Me despierto a las 5 a. m. Mi autobús hacia Guanacaste sale a las 7:30 a. m., así que es mejor anticipar y estar con tiempo. Parece ser una mañana como cualquiera, pero en las noticias hay más incidentes de tránsito que los usuales. Uno de ellos cobra víctimas mortales, personas como yo, como todos, que se levantan con propósitos inmediatos en mente y jamás esperan no volver a casa.
El tráfico colapsa en San Pedro, y el tránsito que pasa frente a mis apartamentos parece no fluir. Así que me preocupo por la hora debido a las nuevas rutas colapsadas, y llamo a Uber.
Durante meses me rehusé a usarlo, pero después de sucumbir ante las supuestas múltiples ventajas del servicio, me vuelvo usuaria. Hablo con ellos. Muchos de ellos salen de sus trabajos y esperan ansiosos los viajes, que les ayuden a mejorar su situación económica; otros lo hacen para financiar el pago del vehículo. Uno de ellos me comenta: “Yo soy profesional, pero me despidieron y ya tengo más de cuarenta años. No podía conseguir trabajo, así que me metí en esto, y hasta ahora he podido ajustar al menos lo equivalente a un salario al mes. Uno no se hace rico, pero si no, no sé qué habría hecho con mi familia”.

SECCIÓN DE DATOS |

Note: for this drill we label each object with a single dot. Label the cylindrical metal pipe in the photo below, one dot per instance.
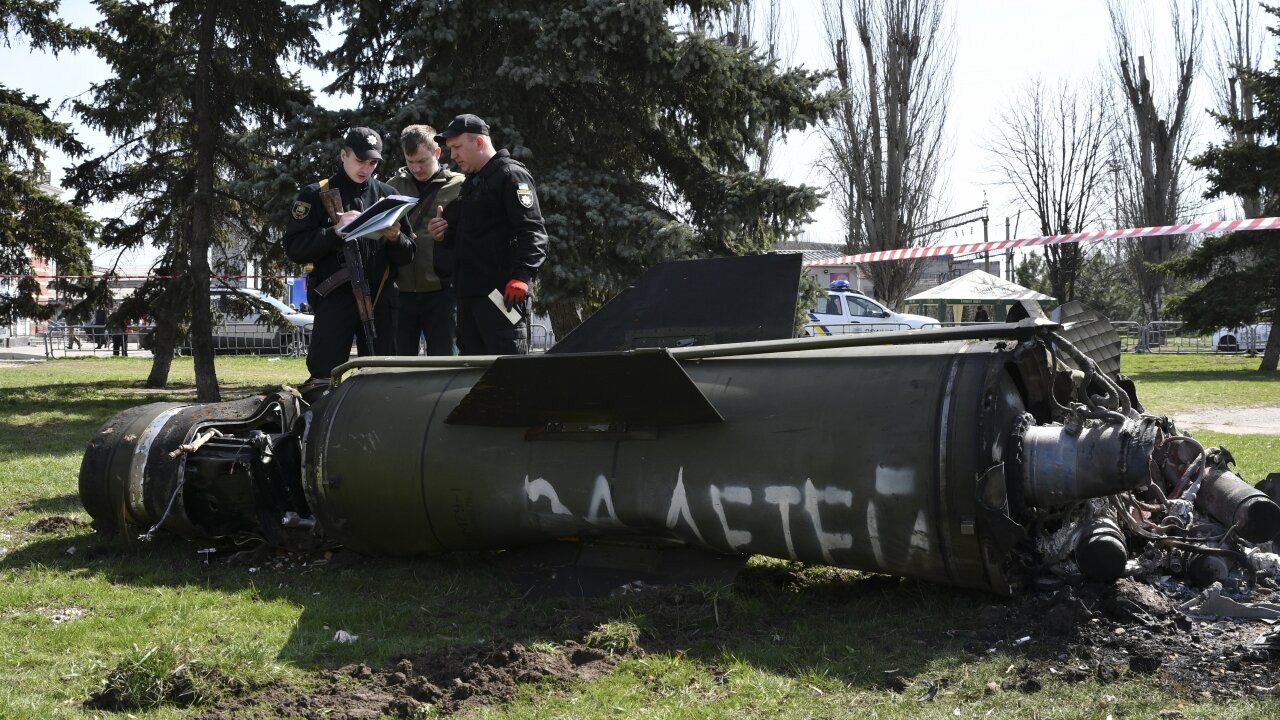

EJERCICIOS |
A: Según el fragmento, ¿a qué hora sale el autobús hacia Guanacaste?
B: Copia del fragmento el pasaje que va desde "Me despierto a" hasta "llamo a Uber.", incluidas ambas partes.

RESPUESTAS EN ORDEN |
A: A las 7:30 a. m.

B:
Me despierto a las 5 a. m. Mi autobús hacia Guanacaste sale a las 7:30 a. m., así que es mejor anticipar y estar con tiempo. Parece ser una mañana como cualquiera, pero en las noticias hay más incidentes de tránsito que los usuales. Uno de ellos cobra víctimas mortales, personas como yo, como todos, que se levantan con propósitos inmediatos en mente y jamás esperan no volver a casa.
El tráfico colapsa en San Pedro, y el tránsito que pasa frente a mis apartamentos parece no fluir. Así que me preocupo por la hora debido a las nuevas rutas colapsadas, y llamo a Uber.